The reason for going into all this is that Agency, it soon transpires, is set in the same universe as The Peripheral. The novel is divided into 110 very short chapters, and in Chapter 2, on page seven, we are (re)introduced to Netherton, and discover that Verity inhabits a stub that branched off much earlier than Flynne’s, in 2015. At the end of Chapter 3, we get this: ‘The president hadn’t looked terrified, Verity thought … She’d looked like she was on the case.’ The US presidential election isn’t the only vote that went the other way in the stub’s version of 2016: the UK also voted to remain in the EU.

Gibson, who lives in Vancouver, was in London on 31 January. ‘Dreamt of a squealing, woad-smeared Nigel Farage,’ he tweeted, ‘weakly prancing naked at Stonehenge, then woke to see I’d slept, soul-delayed, through the start of Brexit Hour.’ ‘Soul delay’ is jet lag: Cayce, recently arrived in London at the beginning of Pattern Recognition, imagines that ‘her mortal soul is leagues behind her, being reeled in on some ghostly umbilical down the vanished wake of the plane that brought her here … Souls can’t move that quickly, and are left behind, and must be awaited, upon arrival, like lost luggage.’ Whether or not you like Gibson’s novels will depend less on your enthusiasm for stories about time travel and artificial intelligence than on whether or not you like sentences like this. I do, a lot.

Is Verity’s stub, then, a site of liberal wish-fulfilment, with Hillary Clinton in the White House and Brexit dodged? Perhaps, but it’s a disappointed fantasy if so. ‘They aren’t necessarily that much happier than people were here,’ a character in the Future says, ‘with the opposite outcome.’ (Or, as a character from Flynne’s stub puts it, ‘there’s lots of people happier with a dumbfuck in the White House.’) More urgently, an incident at Qamishli, on the Syria-Turkey border, is threatening to escalate into nuclear war. And given Clinton’s record – above all, the catastrophic intervention in Libya in 2011, when she was secretary of state, though the novel doesn’t remind us of that – there’s little reason to hope things will turn out all right. Which is where Eunice comes in. Netherton works, unofficially, for Detective Inspector Ainsley Lowbeer of the Metropolitan Police, whose ‘hobby’ is interfering in stubs in the hope of averting disaster, or at least improving outcomes. And Eunice, though operating autonomously, is part of Lowbeer’s plan to prevent nuclear apocalypse.

Lowbeer’s motives are, like much else about her, opaque. Her official rank of detective inspector doesn’t begin to reflect how much power she actually has. (She is also well over a hundred years old and used to be a man.) Verity asks her why she’s helping them, why she cares. ‘You and everyone else in your world are as real as we are,’ Lowbeer replies, which isn’t much of an answer when it comes down to it: she surely says it to reassure herself as much as Verity. ‘I’ve never gotten over my own initial impression,’ Netherton says, ‘that the stubs were a game.’ Lowbeer acknowledges the ‘undeniably imperial aspect of what we’re doing’, but doesn’t see that as a reason to stop.

-------------------------

WHAT YOU NEED TO DO
A - Translate the sentence "Lowbeer’s motives are, like much else about her, opaque." from the review of Agency into French.
B - Condense the paragraph of the review of Agency that begins "Is Verity’s stub, then," into a shorter paragraph that keeps its main facts.
The material placed after this note has no connection to the review of Agency.

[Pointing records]
-------------------------

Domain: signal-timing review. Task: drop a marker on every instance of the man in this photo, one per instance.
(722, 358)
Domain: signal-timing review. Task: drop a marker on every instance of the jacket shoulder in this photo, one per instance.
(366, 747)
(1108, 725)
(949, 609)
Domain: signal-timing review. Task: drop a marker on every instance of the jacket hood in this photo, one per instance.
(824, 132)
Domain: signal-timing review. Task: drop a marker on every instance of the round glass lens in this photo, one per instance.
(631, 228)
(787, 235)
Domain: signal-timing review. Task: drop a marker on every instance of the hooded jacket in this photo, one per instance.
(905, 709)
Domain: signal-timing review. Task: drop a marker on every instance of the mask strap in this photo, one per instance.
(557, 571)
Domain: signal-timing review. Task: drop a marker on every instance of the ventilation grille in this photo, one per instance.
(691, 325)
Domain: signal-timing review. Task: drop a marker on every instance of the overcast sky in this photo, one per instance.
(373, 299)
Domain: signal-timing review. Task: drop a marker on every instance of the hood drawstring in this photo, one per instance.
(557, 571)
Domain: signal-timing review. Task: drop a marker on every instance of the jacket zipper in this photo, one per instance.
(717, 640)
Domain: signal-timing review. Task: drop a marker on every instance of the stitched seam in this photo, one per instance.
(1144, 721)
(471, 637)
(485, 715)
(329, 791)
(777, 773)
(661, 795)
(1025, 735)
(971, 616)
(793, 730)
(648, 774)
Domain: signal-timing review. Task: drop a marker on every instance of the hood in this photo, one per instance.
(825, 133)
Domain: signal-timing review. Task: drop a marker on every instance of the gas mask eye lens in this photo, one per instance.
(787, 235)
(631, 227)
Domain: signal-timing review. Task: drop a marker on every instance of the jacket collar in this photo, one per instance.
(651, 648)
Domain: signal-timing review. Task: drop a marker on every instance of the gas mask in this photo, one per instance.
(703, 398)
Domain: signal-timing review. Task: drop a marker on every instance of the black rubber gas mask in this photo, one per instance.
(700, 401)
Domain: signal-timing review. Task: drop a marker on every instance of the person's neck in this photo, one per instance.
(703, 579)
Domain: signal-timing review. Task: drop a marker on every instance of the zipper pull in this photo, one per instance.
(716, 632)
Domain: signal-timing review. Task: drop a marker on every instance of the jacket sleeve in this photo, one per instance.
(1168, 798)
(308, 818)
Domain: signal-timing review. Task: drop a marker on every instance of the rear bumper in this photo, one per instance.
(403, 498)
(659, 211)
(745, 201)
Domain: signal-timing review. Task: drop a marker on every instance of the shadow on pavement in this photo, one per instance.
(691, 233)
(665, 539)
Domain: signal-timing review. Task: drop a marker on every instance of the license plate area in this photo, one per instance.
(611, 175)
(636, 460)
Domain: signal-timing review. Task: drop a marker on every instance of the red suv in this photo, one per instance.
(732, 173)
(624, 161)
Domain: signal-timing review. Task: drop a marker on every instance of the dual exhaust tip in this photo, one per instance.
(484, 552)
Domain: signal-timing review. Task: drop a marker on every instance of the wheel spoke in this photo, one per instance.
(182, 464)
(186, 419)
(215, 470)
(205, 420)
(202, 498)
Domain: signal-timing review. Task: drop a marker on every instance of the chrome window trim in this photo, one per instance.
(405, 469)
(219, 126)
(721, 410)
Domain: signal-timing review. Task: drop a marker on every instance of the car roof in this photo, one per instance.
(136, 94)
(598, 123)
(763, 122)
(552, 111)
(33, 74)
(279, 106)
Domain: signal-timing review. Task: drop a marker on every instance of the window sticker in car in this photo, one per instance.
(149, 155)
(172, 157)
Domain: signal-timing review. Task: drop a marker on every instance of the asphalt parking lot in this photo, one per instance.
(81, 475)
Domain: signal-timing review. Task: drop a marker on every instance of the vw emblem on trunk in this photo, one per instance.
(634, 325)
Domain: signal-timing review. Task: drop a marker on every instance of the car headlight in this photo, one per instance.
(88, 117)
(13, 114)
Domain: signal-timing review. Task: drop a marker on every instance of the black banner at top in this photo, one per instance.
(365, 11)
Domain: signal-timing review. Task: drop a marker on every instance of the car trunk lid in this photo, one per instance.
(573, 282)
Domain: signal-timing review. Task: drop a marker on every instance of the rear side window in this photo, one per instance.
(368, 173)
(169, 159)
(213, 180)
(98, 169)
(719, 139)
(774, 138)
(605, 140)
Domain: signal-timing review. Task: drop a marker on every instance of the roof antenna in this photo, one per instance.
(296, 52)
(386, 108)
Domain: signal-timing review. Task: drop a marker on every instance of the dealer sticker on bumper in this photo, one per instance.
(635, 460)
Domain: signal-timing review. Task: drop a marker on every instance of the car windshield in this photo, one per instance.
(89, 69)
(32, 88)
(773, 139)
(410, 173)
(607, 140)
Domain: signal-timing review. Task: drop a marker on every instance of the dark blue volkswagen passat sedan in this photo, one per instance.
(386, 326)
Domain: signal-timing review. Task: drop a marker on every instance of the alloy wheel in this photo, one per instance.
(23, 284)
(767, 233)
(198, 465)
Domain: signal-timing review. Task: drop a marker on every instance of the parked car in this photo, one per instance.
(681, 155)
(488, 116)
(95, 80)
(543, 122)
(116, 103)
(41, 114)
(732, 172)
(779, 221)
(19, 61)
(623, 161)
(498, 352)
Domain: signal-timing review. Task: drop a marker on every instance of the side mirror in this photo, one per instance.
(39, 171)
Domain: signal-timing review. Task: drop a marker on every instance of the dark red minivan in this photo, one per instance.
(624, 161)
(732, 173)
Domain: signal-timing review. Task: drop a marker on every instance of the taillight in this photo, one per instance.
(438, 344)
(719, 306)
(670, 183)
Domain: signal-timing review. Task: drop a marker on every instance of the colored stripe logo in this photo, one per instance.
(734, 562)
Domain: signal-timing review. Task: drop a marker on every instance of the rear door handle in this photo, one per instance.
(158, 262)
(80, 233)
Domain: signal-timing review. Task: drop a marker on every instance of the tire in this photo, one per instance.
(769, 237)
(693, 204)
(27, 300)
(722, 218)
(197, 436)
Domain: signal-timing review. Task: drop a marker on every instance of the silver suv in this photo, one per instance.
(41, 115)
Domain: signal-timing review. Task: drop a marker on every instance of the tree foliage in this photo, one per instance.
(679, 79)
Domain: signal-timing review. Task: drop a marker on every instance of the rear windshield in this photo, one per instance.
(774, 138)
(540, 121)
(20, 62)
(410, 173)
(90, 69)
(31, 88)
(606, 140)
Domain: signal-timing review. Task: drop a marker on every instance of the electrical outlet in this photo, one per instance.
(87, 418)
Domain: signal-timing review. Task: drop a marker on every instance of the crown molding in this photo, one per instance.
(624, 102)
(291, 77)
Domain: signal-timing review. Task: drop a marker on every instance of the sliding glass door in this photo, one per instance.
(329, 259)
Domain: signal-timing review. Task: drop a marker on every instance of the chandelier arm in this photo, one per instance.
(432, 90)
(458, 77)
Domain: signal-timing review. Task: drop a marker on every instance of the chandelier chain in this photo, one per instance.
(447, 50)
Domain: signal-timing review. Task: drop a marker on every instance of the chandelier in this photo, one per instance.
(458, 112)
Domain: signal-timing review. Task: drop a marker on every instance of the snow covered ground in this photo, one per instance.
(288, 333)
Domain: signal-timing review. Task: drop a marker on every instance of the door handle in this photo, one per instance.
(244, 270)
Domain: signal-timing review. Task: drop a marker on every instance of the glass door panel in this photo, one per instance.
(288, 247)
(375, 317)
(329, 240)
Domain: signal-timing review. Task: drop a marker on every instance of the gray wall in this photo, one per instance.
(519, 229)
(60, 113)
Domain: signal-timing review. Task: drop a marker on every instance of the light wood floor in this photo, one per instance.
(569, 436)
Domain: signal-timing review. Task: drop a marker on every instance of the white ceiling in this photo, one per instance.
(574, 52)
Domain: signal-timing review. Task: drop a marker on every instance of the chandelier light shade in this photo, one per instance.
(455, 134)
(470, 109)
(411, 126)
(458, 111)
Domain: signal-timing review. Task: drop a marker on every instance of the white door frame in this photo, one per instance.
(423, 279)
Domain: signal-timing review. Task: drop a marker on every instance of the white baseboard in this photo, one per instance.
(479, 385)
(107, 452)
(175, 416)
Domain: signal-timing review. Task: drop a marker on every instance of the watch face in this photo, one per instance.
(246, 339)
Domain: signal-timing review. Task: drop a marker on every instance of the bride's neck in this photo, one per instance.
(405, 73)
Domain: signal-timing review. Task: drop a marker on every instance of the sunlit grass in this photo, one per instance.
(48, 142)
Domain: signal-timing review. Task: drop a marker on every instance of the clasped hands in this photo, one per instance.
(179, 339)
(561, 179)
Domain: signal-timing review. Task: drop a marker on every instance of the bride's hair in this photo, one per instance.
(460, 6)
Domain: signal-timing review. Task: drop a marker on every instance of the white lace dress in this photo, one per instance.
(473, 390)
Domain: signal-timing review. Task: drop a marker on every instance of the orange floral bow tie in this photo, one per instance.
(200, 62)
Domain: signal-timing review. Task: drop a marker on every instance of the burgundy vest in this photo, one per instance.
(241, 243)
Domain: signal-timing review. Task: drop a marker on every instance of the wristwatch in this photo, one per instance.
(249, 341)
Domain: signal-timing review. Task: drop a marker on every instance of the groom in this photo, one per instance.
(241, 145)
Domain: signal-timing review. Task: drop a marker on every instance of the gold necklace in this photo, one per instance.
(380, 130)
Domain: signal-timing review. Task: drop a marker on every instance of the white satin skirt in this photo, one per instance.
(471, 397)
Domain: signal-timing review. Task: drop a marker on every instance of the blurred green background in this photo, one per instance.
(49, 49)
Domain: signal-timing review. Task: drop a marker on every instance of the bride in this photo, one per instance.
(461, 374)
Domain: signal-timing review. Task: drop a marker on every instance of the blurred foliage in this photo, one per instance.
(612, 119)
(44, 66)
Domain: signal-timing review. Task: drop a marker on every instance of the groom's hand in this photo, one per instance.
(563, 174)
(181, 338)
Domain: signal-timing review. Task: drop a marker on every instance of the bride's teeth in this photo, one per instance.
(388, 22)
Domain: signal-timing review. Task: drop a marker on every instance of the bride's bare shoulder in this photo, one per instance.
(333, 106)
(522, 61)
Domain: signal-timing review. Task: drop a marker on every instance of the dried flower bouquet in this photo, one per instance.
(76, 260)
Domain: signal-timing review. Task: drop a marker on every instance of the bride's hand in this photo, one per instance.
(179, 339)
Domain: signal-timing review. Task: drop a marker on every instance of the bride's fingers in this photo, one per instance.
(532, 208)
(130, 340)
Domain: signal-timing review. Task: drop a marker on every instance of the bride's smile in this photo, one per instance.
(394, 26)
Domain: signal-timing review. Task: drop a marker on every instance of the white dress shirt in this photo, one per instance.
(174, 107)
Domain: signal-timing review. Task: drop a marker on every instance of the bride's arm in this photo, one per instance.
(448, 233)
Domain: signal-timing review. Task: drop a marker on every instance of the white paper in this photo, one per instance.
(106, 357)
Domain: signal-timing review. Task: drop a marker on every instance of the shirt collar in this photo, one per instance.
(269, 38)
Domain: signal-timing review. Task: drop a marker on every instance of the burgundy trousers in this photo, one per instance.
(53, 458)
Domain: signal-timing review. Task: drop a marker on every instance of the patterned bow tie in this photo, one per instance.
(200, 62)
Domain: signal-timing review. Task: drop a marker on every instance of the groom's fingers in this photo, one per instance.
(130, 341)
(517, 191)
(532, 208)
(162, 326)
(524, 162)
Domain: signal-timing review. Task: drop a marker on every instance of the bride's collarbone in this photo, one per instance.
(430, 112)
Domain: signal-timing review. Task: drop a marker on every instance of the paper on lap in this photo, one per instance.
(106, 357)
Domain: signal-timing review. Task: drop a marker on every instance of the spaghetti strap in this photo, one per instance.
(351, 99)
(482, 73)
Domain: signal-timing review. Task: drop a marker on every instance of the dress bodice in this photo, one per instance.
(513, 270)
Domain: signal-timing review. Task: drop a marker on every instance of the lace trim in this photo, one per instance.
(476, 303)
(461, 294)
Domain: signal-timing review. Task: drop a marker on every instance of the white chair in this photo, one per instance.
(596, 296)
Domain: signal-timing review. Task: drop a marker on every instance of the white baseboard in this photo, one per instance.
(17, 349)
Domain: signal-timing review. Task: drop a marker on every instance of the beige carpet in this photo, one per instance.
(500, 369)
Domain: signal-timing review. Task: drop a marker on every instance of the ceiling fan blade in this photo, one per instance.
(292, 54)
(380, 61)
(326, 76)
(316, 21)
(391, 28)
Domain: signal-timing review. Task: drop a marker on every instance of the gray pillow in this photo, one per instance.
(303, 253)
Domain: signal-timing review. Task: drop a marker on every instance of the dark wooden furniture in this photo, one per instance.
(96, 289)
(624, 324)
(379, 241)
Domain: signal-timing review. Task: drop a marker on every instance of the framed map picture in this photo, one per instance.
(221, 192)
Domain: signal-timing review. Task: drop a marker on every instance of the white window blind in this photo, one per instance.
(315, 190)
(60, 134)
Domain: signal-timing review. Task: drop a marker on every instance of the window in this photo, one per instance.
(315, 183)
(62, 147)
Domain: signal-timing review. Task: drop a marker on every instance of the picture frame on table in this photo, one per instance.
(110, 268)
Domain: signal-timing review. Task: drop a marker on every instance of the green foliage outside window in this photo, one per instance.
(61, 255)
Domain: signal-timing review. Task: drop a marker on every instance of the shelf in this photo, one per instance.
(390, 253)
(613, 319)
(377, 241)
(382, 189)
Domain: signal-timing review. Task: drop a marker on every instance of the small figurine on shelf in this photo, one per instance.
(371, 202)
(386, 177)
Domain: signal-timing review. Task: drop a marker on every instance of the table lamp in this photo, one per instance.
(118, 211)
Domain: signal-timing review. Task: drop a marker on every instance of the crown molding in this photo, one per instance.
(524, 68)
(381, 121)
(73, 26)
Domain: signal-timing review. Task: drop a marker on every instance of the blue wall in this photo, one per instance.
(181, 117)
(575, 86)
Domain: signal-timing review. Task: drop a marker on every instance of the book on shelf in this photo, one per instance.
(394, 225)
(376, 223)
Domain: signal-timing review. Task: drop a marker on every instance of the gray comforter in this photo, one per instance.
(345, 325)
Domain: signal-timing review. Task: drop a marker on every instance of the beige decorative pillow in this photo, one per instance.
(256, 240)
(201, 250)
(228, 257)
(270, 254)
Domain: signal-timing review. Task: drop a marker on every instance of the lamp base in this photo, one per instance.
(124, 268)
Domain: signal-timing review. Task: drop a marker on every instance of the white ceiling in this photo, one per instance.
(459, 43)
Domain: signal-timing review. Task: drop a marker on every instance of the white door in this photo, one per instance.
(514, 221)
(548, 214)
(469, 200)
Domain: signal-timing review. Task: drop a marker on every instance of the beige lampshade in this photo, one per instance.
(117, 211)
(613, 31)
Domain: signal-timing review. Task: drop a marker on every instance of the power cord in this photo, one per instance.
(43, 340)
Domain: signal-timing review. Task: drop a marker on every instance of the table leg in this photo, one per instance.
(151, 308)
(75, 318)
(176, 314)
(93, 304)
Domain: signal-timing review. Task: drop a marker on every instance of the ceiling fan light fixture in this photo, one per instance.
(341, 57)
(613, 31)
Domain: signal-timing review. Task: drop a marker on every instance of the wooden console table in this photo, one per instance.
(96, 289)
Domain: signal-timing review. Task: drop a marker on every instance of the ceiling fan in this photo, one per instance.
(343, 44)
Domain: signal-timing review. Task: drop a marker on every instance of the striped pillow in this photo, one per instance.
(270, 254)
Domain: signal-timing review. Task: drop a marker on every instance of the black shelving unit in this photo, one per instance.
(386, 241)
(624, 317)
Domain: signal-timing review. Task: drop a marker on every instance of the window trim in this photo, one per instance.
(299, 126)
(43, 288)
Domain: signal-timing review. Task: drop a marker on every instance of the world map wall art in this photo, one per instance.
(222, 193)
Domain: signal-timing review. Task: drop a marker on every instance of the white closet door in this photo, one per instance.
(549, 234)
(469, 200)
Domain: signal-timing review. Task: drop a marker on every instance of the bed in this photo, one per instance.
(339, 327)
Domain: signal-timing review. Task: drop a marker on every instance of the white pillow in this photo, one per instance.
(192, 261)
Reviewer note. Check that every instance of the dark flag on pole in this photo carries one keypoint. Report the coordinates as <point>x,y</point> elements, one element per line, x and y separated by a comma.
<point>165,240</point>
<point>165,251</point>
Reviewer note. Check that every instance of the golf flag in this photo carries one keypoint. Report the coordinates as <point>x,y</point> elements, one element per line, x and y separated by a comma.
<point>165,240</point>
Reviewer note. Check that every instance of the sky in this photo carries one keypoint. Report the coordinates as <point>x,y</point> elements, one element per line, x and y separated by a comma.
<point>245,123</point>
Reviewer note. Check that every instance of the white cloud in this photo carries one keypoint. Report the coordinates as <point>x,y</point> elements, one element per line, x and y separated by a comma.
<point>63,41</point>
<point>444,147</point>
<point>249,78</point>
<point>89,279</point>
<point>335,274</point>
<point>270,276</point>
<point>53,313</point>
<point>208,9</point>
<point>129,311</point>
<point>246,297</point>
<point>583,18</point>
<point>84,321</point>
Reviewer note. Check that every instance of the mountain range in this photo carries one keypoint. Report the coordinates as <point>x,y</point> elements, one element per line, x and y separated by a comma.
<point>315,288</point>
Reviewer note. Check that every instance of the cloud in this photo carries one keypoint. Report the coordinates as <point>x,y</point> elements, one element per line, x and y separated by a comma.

-------------------------

WRITTEN ANSWERS
A - Les motivations de Lowbeer sont, comme bien d'autres choses la concernant, opaques.

B - Verity's stub, with Hillary Clinton in the White House and Brexit avoided, may look like liberal wish-fulfilment, but it is a disappointed fantasy: a character in the Future says its people are not necessarily happier than those with the opposite outcome. An incident at Qamishli, on the Syria-Turkey border, threatens to escalate into nuclear war, and Clinton's record, above all the 2011 intervention in Libya, offers little hope. Netherton works unofficially for Detective Inspector Ainsley Lowbeer of the Metropolitan Police, whose "hobby" is interfering in stubs to avert disaster. Eunice, though operating autonomously, is part of Lowbeer's plan to prevent nuclear apocalypse.